* [Passage]:

The Wartime Oracle: What Qimen Dunjia Actually Is
The most storied divination system in Chinese tradition reads neither hexagrams nor horoscopes. It reads a field.
Part 1 of The Wartime Oracle — Qimen Dunjia and its military reputation.
The Reputation
Qimen Dunjia (奇門遁甲) has the best reputation of any divination system in Chinese civilization. Zhuge Liang allegedly used it to conjure the east wind at the Battle of Red Cliffs. Liu Bowen supposedly deployed it to help Zhu Yuanzhang overthrow the Mongols and found the Ming dynasty. The Yellow Emperor himself is said to have received its secrets from the Nine Heavens Mysterious Lady (九天玄女) during his war against Chi You at the plains of Zhuolu.
None of these attributions are historically verifiable. They are—and this is worth saying plainly—legends. But legends tell you something important: they tell you what a culture considers prestigious. And Chinese culture has always considered Qimen Dunjia the most prestigious of the Three Cosmic Boards (三式): Taiyi (太乙), Liuren (六壬), and Qimen (奇門). Taiyi reads fate on the scale of empires. Liuren handles everyday questions. Qimen handles war.
Or at least, that is what its reputation says. The actual system, once you strip away the legends, is something both more specific and more interesting than “military divination.” It is a space-time field analysis using a 3×3 grid.
What Qimen Dunjia Is Not
Here is what people miss: Qimen Dunjia is not hexagram-based at all. If you know the I-Ching—if you know Liu Yao, the six-line structural method—you might assume that Qimen is another way of reading hexagrams. It is not. Liu Yao casts a hexagram and reads the interactions between six lines: which lines are strong, which are weak, which are moving. The analysis is linear. One hexagram, six positions, one focal line.

A block of data:
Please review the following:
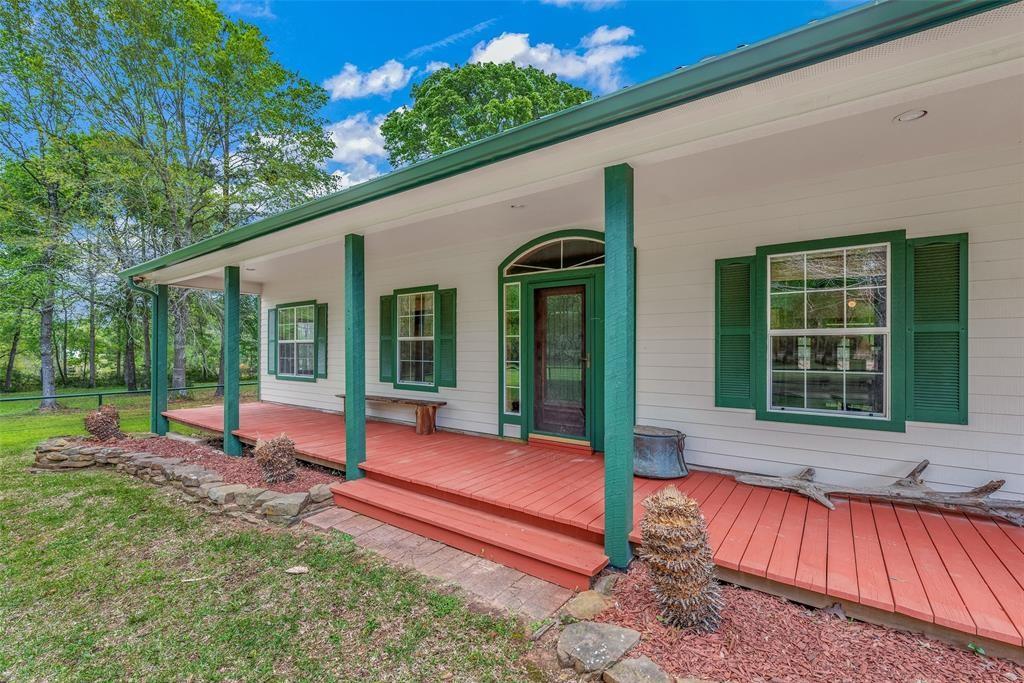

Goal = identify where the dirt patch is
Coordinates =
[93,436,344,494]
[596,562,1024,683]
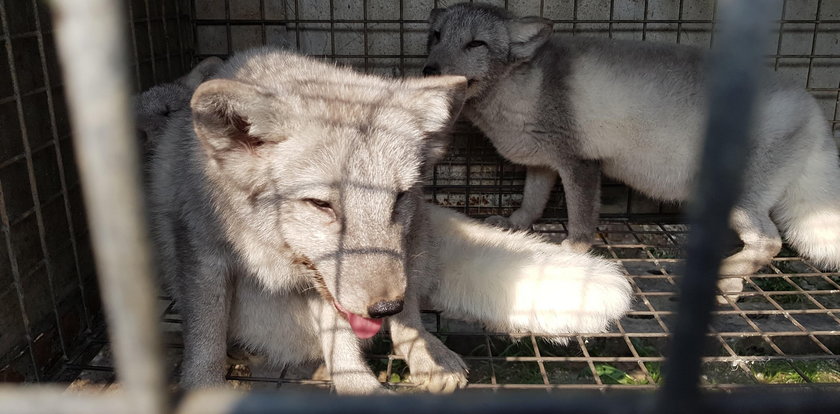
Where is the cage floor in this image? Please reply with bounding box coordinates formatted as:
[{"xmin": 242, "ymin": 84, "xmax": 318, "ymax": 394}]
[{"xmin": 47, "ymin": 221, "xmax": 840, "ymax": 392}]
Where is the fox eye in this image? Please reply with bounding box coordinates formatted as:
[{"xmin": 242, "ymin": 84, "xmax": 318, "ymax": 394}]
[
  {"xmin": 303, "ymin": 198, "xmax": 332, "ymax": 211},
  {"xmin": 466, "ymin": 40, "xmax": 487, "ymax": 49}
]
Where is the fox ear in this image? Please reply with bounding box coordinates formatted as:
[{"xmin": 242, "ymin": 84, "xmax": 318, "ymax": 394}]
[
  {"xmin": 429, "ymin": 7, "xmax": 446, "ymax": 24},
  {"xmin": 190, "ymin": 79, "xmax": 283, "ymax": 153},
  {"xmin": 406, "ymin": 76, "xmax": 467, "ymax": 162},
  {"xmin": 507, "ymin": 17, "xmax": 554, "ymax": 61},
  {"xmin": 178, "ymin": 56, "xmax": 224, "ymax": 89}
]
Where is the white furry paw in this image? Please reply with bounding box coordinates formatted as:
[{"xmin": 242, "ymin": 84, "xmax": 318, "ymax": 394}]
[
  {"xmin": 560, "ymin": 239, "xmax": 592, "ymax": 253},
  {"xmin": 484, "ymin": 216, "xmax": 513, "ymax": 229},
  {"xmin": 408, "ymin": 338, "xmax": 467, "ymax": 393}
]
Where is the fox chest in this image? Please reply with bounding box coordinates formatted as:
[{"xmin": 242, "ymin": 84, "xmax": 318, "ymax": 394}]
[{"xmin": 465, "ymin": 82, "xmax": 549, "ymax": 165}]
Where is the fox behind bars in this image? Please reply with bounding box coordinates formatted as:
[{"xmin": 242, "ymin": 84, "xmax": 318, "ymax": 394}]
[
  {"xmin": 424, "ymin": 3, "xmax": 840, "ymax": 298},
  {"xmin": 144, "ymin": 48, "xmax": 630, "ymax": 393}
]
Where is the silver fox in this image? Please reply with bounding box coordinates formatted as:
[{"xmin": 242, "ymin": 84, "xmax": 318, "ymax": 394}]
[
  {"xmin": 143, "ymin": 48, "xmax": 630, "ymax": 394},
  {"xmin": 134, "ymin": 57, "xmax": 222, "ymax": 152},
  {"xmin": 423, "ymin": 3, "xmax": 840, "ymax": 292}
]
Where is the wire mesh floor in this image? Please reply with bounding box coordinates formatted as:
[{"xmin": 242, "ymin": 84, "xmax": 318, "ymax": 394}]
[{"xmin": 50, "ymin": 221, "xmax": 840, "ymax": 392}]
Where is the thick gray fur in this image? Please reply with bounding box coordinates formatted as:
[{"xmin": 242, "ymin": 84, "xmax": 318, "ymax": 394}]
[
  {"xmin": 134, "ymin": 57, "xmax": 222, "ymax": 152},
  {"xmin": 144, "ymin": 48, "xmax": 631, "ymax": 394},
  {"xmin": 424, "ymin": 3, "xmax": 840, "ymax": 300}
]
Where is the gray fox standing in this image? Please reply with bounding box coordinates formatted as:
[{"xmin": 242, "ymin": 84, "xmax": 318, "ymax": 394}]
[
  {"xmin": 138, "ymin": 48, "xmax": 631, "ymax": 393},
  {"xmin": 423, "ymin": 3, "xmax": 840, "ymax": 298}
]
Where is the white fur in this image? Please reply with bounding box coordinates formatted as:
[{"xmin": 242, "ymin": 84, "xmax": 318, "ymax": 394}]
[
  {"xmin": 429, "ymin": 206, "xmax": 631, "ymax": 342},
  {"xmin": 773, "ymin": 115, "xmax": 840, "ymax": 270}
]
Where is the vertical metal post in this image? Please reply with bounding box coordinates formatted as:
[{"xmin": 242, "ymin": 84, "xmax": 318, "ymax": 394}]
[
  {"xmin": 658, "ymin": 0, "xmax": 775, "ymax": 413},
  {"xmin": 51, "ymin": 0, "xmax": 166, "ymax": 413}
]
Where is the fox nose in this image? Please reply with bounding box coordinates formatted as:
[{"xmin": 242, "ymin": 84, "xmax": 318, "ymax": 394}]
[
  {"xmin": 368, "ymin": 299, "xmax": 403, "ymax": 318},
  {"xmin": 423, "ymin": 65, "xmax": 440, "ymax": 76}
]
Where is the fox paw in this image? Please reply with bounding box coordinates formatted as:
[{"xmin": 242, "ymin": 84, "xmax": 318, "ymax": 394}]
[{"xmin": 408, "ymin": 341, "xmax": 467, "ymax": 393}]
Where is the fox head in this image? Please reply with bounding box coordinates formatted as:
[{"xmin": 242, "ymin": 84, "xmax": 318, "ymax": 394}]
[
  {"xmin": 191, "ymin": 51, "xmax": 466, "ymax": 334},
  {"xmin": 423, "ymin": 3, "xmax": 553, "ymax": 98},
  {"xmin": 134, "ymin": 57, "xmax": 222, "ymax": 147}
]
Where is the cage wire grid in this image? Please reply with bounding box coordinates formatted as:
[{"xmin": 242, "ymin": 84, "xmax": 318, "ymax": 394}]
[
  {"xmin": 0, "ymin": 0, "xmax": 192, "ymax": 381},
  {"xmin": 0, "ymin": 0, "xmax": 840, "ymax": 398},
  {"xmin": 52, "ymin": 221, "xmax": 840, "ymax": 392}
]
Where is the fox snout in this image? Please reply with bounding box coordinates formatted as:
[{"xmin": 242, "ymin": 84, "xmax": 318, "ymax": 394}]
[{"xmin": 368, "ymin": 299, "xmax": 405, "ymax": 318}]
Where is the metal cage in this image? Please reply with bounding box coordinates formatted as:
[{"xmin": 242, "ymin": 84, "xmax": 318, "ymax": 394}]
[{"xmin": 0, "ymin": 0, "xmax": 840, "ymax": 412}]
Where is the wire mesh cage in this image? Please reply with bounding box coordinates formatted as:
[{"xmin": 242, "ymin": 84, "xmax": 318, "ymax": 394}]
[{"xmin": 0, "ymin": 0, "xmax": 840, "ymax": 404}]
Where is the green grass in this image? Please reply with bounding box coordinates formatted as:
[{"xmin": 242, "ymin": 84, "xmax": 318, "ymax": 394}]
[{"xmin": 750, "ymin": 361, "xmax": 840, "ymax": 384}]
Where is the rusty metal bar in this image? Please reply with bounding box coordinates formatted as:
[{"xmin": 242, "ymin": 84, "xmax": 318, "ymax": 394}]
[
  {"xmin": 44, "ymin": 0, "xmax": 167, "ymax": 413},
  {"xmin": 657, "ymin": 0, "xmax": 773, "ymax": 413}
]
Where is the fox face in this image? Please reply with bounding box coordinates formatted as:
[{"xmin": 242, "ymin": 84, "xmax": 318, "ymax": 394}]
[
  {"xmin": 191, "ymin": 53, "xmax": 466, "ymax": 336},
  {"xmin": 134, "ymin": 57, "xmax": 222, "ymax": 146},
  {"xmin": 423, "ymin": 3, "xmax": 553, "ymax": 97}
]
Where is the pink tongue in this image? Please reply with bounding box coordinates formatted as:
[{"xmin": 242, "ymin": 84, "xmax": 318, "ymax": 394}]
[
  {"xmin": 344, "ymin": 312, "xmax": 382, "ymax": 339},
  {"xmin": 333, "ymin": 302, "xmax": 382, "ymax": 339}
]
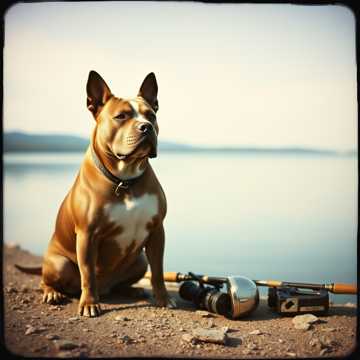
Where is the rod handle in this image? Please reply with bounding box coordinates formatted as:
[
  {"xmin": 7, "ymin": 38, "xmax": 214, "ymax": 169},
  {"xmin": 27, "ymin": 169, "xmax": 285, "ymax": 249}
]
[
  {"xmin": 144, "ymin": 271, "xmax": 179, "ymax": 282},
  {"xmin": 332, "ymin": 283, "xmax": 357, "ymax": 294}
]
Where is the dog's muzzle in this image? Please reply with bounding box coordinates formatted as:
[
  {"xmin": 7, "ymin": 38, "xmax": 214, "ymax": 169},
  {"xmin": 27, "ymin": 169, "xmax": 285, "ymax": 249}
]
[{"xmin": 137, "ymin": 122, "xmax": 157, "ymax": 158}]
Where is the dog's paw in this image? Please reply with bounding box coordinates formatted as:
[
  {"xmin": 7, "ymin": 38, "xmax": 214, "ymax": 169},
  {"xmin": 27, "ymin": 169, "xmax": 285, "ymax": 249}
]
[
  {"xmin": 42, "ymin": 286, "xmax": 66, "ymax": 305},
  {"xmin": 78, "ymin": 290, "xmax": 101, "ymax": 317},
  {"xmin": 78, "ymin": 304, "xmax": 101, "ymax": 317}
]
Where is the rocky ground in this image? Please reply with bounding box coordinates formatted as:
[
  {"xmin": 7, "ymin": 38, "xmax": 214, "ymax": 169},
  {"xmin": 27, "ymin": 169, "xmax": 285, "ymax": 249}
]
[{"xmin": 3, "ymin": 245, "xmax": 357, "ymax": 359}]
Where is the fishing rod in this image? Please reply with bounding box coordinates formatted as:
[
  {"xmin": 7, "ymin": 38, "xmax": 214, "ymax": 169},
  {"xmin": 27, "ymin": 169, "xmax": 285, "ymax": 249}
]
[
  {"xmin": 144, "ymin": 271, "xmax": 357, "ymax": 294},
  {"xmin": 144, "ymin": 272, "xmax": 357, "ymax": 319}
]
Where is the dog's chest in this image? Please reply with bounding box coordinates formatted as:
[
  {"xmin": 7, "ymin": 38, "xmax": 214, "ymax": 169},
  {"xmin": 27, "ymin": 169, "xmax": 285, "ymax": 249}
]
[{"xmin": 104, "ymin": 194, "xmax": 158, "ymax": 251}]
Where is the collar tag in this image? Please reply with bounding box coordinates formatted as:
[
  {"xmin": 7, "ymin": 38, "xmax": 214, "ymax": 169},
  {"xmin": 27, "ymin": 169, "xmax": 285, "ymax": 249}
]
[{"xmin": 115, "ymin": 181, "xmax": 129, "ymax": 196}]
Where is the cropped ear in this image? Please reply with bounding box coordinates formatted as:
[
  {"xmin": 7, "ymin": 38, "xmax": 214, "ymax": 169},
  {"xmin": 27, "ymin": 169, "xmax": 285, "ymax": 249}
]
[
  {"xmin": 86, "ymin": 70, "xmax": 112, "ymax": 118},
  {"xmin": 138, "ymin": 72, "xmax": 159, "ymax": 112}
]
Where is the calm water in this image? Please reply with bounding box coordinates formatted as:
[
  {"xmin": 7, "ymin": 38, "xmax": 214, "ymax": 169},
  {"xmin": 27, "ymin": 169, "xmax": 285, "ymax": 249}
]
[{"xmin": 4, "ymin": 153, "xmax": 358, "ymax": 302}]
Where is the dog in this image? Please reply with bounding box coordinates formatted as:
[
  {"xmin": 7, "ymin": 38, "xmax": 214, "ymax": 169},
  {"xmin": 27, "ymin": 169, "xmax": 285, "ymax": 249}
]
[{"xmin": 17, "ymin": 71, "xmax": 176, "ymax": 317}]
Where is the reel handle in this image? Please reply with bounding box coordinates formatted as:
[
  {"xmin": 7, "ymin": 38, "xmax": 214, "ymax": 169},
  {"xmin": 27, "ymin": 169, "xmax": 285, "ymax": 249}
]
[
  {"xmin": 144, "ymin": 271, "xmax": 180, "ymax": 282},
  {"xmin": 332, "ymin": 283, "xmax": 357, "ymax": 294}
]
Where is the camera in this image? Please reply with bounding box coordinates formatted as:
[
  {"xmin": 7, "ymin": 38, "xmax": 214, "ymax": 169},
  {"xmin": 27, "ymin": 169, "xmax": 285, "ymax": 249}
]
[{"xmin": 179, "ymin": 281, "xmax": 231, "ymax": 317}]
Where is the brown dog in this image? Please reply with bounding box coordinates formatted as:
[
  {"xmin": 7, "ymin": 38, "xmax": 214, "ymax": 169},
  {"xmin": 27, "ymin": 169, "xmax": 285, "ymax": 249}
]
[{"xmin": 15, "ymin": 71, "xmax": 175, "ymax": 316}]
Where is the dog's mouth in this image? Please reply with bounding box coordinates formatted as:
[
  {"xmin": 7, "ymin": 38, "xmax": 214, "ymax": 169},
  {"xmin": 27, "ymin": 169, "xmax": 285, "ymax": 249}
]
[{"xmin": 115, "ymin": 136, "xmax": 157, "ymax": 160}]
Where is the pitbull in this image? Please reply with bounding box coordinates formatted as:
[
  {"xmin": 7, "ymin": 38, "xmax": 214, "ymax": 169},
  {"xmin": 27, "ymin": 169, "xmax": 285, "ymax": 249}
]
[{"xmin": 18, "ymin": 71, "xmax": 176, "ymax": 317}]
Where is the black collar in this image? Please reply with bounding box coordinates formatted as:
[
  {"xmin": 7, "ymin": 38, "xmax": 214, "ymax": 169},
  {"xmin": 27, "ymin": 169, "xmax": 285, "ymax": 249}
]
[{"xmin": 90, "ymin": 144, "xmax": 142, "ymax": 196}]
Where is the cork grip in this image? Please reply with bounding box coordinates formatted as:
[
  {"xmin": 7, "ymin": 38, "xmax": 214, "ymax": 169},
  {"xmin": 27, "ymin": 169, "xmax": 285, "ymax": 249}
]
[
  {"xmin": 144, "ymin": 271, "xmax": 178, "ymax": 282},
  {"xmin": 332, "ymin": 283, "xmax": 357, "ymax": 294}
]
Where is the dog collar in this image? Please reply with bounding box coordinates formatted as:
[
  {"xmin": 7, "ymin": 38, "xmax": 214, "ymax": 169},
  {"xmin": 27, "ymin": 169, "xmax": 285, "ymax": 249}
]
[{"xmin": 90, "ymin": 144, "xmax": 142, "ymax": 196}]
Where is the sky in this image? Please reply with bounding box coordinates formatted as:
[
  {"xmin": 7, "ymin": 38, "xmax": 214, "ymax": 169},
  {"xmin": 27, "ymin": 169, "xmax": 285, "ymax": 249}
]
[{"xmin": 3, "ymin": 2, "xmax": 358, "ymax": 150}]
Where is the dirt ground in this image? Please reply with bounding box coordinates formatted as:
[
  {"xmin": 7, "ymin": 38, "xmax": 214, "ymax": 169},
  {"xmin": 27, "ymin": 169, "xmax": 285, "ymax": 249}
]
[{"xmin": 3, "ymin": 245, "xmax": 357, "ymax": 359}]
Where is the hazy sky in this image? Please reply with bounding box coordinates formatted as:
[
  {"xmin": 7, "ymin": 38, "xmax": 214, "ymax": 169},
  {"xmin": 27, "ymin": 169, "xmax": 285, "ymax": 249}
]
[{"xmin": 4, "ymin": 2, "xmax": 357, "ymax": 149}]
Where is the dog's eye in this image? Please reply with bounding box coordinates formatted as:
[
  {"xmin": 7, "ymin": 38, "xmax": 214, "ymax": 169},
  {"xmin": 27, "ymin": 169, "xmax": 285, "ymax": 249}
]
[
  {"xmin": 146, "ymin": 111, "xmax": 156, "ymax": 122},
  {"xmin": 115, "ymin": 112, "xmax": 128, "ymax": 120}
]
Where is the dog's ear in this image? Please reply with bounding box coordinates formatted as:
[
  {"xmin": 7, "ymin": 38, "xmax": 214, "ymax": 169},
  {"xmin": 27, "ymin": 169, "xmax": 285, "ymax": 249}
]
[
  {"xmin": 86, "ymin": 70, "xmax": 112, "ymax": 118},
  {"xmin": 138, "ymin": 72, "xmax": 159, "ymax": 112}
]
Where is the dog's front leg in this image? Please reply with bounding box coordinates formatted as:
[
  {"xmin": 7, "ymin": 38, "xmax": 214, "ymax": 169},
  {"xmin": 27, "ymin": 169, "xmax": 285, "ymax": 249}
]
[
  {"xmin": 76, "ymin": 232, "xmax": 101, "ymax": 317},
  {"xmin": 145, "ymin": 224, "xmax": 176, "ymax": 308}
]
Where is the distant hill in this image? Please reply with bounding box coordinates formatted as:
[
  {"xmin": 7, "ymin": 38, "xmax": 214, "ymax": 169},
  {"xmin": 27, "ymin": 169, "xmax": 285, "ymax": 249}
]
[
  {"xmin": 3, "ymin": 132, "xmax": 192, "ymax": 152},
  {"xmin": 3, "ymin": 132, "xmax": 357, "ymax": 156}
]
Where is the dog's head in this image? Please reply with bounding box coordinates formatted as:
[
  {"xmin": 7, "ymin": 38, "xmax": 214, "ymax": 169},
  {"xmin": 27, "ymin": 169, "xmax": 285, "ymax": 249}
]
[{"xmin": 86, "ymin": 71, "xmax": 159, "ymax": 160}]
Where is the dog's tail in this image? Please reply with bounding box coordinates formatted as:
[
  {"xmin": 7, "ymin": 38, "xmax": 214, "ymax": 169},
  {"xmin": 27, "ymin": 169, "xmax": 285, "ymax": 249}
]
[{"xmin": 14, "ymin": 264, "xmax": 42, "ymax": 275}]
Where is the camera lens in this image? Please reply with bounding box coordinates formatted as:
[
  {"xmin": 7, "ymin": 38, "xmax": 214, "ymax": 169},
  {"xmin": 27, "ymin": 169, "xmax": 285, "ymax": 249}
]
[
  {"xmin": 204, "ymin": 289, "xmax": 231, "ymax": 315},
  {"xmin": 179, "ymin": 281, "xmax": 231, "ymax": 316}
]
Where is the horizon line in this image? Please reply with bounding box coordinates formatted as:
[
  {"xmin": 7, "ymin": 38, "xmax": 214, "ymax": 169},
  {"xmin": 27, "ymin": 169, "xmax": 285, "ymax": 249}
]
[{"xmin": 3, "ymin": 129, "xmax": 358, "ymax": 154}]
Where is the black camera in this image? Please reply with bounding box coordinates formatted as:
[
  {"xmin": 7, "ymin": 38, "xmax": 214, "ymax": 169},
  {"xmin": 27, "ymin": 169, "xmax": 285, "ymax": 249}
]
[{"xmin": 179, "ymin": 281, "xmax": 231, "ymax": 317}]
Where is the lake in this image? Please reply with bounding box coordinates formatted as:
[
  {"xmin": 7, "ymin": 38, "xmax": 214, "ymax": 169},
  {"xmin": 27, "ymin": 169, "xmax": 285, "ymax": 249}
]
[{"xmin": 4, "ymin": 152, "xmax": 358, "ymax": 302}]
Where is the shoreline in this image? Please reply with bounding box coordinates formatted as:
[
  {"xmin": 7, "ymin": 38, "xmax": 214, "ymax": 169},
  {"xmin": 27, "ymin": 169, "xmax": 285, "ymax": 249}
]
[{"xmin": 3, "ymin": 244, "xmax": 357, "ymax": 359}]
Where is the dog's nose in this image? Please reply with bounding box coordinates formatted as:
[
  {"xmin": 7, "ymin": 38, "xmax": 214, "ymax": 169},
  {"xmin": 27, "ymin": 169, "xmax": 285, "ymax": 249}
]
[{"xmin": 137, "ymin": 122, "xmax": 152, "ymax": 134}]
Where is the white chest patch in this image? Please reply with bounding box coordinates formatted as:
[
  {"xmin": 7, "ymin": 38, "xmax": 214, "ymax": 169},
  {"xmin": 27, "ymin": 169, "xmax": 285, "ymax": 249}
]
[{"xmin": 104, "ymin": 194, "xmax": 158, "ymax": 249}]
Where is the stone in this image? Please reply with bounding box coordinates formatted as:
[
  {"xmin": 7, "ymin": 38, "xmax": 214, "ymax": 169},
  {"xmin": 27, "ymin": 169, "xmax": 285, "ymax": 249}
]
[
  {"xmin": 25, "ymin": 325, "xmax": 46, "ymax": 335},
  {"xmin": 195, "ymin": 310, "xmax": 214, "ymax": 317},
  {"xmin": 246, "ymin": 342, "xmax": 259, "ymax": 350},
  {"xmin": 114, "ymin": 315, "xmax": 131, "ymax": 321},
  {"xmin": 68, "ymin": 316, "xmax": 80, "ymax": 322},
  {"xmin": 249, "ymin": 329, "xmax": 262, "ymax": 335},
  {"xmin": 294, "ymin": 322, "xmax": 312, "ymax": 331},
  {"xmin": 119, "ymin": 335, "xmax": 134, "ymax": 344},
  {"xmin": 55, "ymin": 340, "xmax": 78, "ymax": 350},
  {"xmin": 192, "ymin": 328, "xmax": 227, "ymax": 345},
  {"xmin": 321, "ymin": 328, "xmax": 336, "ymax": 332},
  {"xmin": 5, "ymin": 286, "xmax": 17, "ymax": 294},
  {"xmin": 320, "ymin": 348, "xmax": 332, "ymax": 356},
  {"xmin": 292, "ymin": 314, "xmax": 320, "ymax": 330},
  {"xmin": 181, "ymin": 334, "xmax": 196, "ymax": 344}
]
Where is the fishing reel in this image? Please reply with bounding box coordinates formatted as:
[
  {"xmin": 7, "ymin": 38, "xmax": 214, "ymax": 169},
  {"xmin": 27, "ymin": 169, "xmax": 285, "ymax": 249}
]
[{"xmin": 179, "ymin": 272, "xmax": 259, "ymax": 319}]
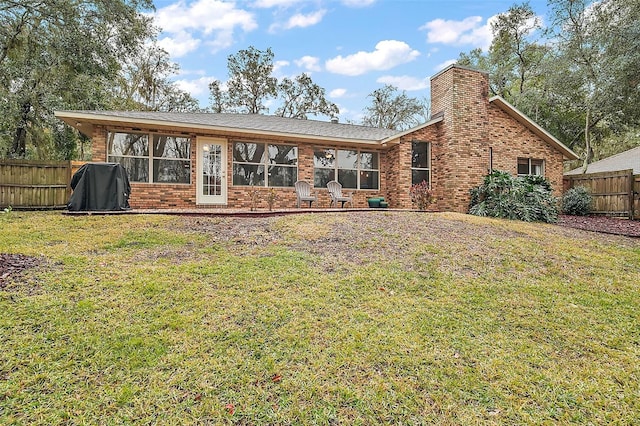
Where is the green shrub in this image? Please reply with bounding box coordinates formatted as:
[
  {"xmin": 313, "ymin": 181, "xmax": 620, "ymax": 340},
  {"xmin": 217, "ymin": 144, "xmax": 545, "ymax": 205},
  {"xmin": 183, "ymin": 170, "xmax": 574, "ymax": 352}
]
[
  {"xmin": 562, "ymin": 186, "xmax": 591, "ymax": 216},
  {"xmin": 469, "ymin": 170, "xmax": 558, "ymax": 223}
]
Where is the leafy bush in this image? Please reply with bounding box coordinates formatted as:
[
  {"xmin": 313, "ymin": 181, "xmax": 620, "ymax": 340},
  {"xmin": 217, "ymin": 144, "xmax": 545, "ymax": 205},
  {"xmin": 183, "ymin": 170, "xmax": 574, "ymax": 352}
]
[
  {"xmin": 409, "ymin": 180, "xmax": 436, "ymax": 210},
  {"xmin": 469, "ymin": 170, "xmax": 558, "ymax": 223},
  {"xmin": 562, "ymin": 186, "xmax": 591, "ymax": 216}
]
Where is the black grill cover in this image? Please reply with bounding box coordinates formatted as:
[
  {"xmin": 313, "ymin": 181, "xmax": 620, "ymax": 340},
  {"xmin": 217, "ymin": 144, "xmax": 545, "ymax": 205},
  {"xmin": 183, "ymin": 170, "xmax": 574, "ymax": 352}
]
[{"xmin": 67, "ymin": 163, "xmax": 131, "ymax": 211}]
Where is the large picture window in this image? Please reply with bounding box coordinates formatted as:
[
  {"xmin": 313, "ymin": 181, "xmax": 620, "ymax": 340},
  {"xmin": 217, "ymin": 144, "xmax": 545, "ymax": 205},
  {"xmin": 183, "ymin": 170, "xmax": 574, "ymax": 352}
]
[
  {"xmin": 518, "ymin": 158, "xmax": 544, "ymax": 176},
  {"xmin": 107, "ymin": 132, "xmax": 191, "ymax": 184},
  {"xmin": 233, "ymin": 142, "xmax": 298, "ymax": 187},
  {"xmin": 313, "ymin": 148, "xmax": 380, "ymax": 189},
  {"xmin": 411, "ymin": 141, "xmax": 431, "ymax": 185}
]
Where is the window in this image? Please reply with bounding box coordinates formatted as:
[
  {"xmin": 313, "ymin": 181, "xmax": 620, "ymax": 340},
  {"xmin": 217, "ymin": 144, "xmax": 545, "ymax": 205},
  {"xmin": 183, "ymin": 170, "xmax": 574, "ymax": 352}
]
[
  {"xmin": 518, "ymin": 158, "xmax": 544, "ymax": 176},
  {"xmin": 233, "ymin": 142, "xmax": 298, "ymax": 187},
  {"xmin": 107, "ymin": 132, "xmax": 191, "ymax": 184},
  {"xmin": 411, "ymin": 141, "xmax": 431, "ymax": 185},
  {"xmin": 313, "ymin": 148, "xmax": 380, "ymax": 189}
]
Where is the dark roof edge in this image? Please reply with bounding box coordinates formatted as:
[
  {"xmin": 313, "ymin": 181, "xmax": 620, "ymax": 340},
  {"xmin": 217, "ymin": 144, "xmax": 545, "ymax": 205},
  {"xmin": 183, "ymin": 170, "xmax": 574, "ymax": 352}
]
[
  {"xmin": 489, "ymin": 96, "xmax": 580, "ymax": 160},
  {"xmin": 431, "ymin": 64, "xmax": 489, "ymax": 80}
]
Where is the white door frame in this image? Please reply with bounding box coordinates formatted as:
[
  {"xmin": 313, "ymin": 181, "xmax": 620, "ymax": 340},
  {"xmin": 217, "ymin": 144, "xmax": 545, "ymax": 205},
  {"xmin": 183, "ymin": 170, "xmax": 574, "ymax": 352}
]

* [Written problem 1]: Copy the Qimen Dunjia passage word for word, from "The Wartime Oracle: What" to "reads a field.", inclusive.
* [Written problem 2]: Take the piece on Qimen Dunjia further, picking up right after its final sentence.

* [Result 1]:
The Wartime Oracle: What Qimen Dunjia Actually Is
The most storied divination system in Chinese tradition reads neither hexagrams nor horoscopes. It reads a field.

* [Result 2]:
Qimen does something fundamentally different. It constructs a spatial-temporal field—a snapshot of a particular moment in time mapped onto a particular arrangement of space—and reads the interactions among multiple layers superimposed on that field. The same cosmological ingredients appear (Heavenly Stems, Earthly Branches, trigrams, Five Elements), but the architecture is completely different. Where Liu Yao is a column, Qimen is a grid.
The Nine Palaces
The foundation of the entire system is the Nine Palaces (九宮), a 3×3 grid derived from the Luoshu (洛書), the legendary “River Writing” that appeared on the back of a tortoise emerging from the Luo River. The Luoshu arranges the numbers 1 through 9 in a magic square where every row, column, and diagonal sums to 15:
| 4 巽 SE | 9 離 S | 2 坤 SW |
| 3 震 E | 5 中 Center | 7 兌 W |
| 8 艮 NE | 1 坎 N | 6 乾 NW |
Each palace corresponds to a trigram and a compass direction. The center palace (5) is special—it has no gate of its own and is sometimes said to “borrow” from its neighbors. The Dunjia Yanyi, the Ming dynasty text that is our primary source here, states it directly: the method takes the Nine Palaces as its foundation (其法以九宮爲本).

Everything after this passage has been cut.